**PROBLEM TO SOLVE:** Reproduce the records below exactly as they appear.

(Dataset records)
+---+

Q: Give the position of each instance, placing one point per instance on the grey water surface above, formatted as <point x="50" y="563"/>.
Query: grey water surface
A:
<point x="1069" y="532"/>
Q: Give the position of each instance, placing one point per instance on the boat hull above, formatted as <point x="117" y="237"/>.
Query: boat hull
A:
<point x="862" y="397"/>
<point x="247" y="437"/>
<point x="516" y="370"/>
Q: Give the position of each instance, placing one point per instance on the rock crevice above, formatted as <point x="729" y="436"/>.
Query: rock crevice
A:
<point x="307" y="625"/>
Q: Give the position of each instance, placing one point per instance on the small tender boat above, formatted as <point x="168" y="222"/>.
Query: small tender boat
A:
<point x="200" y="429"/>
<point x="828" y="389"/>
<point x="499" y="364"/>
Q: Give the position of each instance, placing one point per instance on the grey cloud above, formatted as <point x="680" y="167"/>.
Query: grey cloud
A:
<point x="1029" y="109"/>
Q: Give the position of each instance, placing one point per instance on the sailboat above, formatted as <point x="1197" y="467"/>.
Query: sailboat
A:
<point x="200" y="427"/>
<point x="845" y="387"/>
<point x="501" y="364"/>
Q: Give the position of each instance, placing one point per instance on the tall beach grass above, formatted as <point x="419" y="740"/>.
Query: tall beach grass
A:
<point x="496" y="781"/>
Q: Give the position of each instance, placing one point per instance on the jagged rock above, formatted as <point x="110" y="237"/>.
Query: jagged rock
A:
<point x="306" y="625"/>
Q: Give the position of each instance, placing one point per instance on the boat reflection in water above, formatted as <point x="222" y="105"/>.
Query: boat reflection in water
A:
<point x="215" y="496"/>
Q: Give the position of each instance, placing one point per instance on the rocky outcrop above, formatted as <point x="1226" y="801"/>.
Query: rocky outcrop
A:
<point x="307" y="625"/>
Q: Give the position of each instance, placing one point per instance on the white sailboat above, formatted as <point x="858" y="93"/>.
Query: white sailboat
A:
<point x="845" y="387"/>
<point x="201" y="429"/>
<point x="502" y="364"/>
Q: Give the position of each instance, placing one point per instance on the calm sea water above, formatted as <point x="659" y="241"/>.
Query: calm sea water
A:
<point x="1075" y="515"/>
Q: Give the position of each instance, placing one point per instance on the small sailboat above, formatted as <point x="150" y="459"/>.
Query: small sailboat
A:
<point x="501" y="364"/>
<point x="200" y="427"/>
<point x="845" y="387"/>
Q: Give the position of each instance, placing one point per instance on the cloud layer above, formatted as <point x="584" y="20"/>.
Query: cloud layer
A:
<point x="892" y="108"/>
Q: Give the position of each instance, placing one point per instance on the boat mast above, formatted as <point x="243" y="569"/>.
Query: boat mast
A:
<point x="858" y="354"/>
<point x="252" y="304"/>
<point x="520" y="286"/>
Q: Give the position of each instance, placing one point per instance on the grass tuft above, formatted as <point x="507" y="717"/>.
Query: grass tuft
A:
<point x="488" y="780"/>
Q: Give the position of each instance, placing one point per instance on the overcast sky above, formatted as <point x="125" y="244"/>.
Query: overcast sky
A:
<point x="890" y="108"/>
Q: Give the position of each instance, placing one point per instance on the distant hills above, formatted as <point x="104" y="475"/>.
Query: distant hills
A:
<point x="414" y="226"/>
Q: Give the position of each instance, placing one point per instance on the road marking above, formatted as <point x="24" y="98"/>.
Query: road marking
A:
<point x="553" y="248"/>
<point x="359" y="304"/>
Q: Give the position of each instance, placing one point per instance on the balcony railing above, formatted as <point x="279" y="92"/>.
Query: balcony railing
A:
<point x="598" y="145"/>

+---+

**WRITTEN SOLUTION:**
Q: Give the position of each instance, placing one point per instance on the grey water surface above, formatted as <point x="50" y="563"/>.
Query: grey water surface
A:
<point x="1069" y="532"/>
Q: Give the position of each instance, placing one point per instance on the boat hull above, formatted as <point x="117" y="237"/>.
Query: boat hull
A:
<point x="862" y="397"/>
<point x="247" y="437"/>
<point x="516" y="370"/>
Q: Give the position of each instance, placing one point per instance on the rock crevice above, formatted as <point x="729" y="436"/>.
Query: rock crevice
A:
<point x="307" y="625"/>
Q: Give the position of each instance, placing one point per instance on the small tender boat above, formatted as <point x="168" y="222"/>.
Query: small tender boat
A:
<point x="200" y="429"/>
<point x="828" y="389"/>
<point x="499" y="364"/>
Q: Give the position of each instance, placing one point per instance on the grey cloud above, formatted as <point x="680" y="167"/>.
Query: grey cloud
A:
<point x="1029" y="109"/>
Q: Give the position of each instance, placing one point per instance on the sailboat above, formatted as <point x="1197" y="467"/>.
Query: sailboat
A:
<point x="200" y="427"/>
<point x="845" y="387"/>
<point x="501" y="364"/>
Q: Give the position of each instance, placing one point per instance on the tall beach grass above, formatted as <point x="419" y="740"/>.
Query: tall beach grass
A:
<point x="496" y="781"/>
Q: Give the position of each instance, placing one point per instance on the jagged rock above, formatted as <point x="110" y="237"/>.
Query: jagged rock
A:
<point x="306" y="625"/>
Q: Give the position of each instance, placing one point per instance on the boat reflection in water above, formatted as <point x="222" y="105"/>.
Query: boat reflection in water
A:
<point x="215" y="496"/>
Q: Give the position of each instance, placing one point per instance on the rocky outcrop above, formatted as <point x="1226" y="801"/>.
Query: rocky outcrop
A:
<point x="307" y="625"/>
Q: Give the position of each instance, placing one point per instance on the white sailboat above, formatted as <point x="858" y="93"/>.
Query: white sailboat
A:
<point x="845" y="387"/>
<point x="201" y="429"/>
<point x="502" y="364"/>
Q: Give the position of each instance, placing one point per instance on the calm sea water above, formatted as <point x="659" y="241"/>.
Query: calm sea water
A:
<point x="1075" y="515"/>
Q: Give the position of each instance, placing one point per instance on the small sailboat above, formatted as <point x="150" y="459"/>.
Query: small sailboat
A:
<point x="501" y="364"/>
<point x="200" y="427"/>
<point x="845" y="387"/>
Q: Give the position of each instance, placing one point per instance on the cloud layer above, formatted as <point x="584" y="20"/>.
Query: cloud layer
A:
<point x="892" y="108"/>
Q: Give the position of each instance, placing one point per instance on the boat mast above, formatted as <point x="243" y="569"/>.
Query: boat mast
A:
<point x="858" y="354"/>
<point x="252" y="304"/>
<point x="520" y="286"/>
Q: Give the position of each instance, placing one point per instance on the grass tuft above, formatted as <point x="507" y="717"/>.
Query: grass tuft
A:
<point x="488" y="780"/>
Q: Give the position of each instance, placing one point per instance on the overcast sky above, formatted as <point x="125" y="244"/>.
Query: overcast sky
A:
<point x="890" y="108"/>
Q: Give the position of each instance, placing one point per instance on the distant hills above, formatted as <point x="104" y="475"/>.
Query: distant hills
A:
<point x="414" y="226"/>
Q: Give the position of each instance, placing one point per instance on the road marking above, formatted as <point x="24" y="98"/>.
Query: road marking
A:
<point x="553" y="248"/>
<point x="359" y="304"/>
Q: Give the position of each instance, placing one point per instance on the balcony railing above, formatted as <point x="279" y="92"/>.
Query: balcony railing
A:
<point x="598" y="145"/>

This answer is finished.